-- Goal of the exercise --
Render every line of the items below as a Markdown table with two columns, Row and Line, numbering the rows and skipping blank lines. Leave the pictures out of the table.
· · · · · · ·
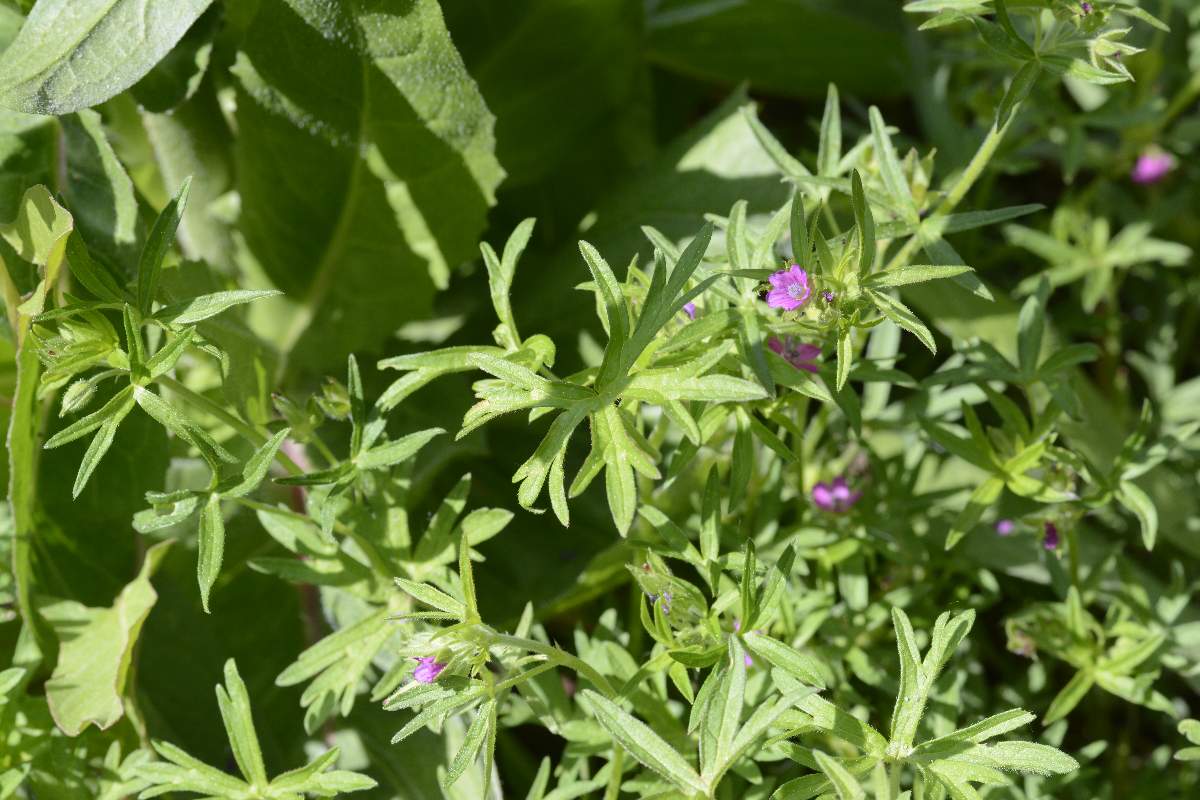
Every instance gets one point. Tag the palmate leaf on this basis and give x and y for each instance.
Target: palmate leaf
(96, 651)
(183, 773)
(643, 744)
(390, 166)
· · · · · · ·
-- Solution to this exercise --
| Row | Line |
|---|---|
| 1 | Every instance gets one point. Tag the palmate leaf on this basis and give x and y for each instance. |
| 2 | Target: palmate leaf |
| 3 | (96, 651) |
| 4 | (183, 773) |
| 5 | (643, 744) |
| 6 | (390, 166) |